Reproduce every line of the listing below word for word, leaving out the pictures.

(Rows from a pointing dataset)
■ ■ ■ ■

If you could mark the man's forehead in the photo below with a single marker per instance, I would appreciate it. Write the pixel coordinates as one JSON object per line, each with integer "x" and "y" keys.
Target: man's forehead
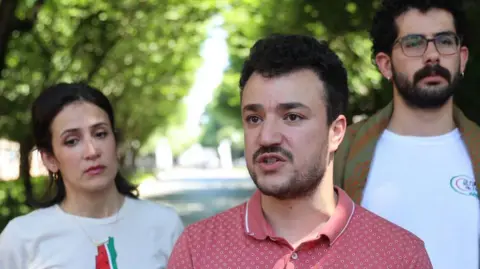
{"x": 427, "y": 23}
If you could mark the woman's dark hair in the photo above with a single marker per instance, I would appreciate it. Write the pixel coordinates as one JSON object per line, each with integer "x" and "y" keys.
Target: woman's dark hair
{"x": 44, "y": 110}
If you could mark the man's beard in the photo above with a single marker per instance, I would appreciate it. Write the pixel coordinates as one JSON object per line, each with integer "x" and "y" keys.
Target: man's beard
{"x": 300, "y": 184}
{"x": 427, "y": 97}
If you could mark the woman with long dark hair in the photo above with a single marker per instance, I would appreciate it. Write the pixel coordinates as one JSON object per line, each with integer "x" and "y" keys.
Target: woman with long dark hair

■ ■ ■ ■

# Result of this exercise
If you could mark the man's forehead in the photo below with a single marker per instance, I would appreciate it. Write the pixel coordinates as one JSON object per line, each with integer "x" and "y" keys.
Target: man's forehead
{"x": 427, "y": 23}
If you could mark the woman's dark hair in the photo above with a single marker per instance, I would appreciate it. Write the pixel coordinates as one JSON object per line, each with integer "x" and "y" keys.
Target: woman's dark hair
{"x": 44, "y": 110}
If you could mark the man's beard in the photo above with a single marker per instance, I would appreciate it. Write the pixel coordinates as one JSON object per line, each with integer "x" and "y" keys.
Target: man's beard
{"x": 300, "y": 184}
{"x": 427, "y": 97}
If you could mark the woman with long dark hair in the photo above with a single marker per instance, I would appreciate it. Write the pixel coordinates as one JSON object per line, each with integer "x" and "y" keys.
Target: woman with long dark hair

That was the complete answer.